■ **EXERCISE**:
Everything from the line containing "Question. For every instance of the metal" to the last line of the records must be returned verbatim; nothing else belongs in the output.

Begin RAW DATA

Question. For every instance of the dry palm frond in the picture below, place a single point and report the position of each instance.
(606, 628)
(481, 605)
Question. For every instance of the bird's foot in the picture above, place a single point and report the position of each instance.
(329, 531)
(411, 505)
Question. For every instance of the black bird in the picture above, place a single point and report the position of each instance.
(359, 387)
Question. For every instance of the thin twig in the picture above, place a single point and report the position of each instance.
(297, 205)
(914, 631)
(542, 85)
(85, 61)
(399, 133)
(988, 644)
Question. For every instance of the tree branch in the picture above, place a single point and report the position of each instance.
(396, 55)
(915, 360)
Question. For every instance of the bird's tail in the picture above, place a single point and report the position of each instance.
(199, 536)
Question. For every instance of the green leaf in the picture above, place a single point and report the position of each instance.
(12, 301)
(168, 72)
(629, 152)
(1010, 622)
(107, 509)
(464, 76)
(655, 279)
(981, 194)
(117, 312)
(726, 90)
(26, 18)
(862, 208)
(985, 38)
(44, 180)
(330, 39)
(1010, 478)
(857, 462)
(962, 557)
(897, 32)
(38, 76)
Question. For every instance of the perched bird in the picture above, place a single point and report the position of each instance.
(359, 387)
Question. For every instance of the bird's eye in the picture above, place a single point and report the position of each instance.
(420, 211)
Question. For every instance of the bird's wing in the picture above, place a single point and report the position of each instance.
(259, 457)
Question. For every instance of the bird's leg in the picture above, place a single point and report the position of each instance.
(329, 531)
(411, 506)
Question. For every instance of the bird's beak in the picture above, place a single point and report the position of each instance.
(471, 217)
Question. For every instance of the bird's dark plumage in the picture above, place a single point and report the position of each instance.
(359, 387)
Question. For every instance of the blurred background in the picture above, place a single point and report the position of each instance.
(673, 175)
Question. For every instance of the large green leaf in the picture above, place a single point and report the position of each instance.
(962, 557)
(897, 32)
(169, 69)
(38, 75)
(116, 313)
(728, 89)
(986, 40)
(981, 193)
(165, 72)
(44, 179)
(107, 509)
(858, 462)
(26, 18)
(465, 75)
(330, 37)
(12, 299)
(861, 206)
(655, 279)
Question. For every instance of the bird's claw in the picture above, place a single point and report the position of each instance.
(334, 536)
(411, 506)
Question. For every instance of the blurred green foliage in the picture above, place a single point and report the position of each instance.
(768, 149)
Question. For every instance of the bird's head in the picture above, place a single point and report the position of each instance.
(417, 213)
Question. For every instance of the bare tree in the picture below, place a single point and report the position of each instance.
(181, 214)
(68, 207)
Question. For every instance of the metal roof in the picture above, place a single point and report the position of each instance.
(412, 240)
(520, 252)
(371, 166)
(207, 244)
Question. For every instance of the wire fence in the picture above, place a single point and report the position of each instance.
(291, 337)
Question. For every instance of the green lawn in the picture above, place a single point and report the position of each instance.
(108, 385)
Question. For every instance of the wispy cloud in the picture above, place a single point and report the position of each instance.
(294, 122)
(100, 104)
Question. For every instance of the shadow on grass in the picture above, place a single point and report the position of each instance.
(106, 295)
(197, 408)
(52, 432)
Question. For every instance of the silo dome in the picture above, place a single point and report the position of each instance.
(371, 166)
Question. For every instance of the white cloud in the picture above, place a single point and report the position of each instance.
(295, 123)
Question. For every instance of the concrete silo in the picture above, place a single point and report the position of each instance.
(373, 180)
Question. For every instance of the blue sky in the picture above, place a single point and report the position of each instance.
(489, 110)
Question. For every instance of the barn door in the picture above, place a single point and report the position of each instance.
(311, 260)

End RAW DATA

■ **SOLUTION**:
Question. For every instance of the metal roof in the picture above, place a single point and report the position of each instance.
(412, 240)
(520, 252)
(371, 166)
(207, 244)
Question. For every instance of the wire fence in the picture above, place a single point and report the position of each instance.
(291, 337)
Question. For every instance of the green lawn in the picture above, place a single point and report the position of each instance.
(108, 385)
Question. For every instance of the wispy cloud in the picture above, place a single point and report the position of each instance.
(294, 122)
(100, 104)
Question. For every instance of the shadow on grass in the picture above, place a single point and report the position of each instance.
(106, 295)
(197, 408)
(52, 432)
Question. For every instance of the silo dome in the picture above, place a single point and report the position of each instance.
(371, 166)
Question. For every instance of the white cloud in the picture above, place a single point and report the position of each instance.
(295, 123)
Question. For every instance of the concrete silo in the picture above, place a single point and report the position of each instance.
(373, 180)
Question. For every instance of the blue sky in the picture above, place a single point and report the position of each instance.
(489, 110)
Question. For every instance of the barn door in the picture above, place a single point and report the position of each instance.
(311, 260)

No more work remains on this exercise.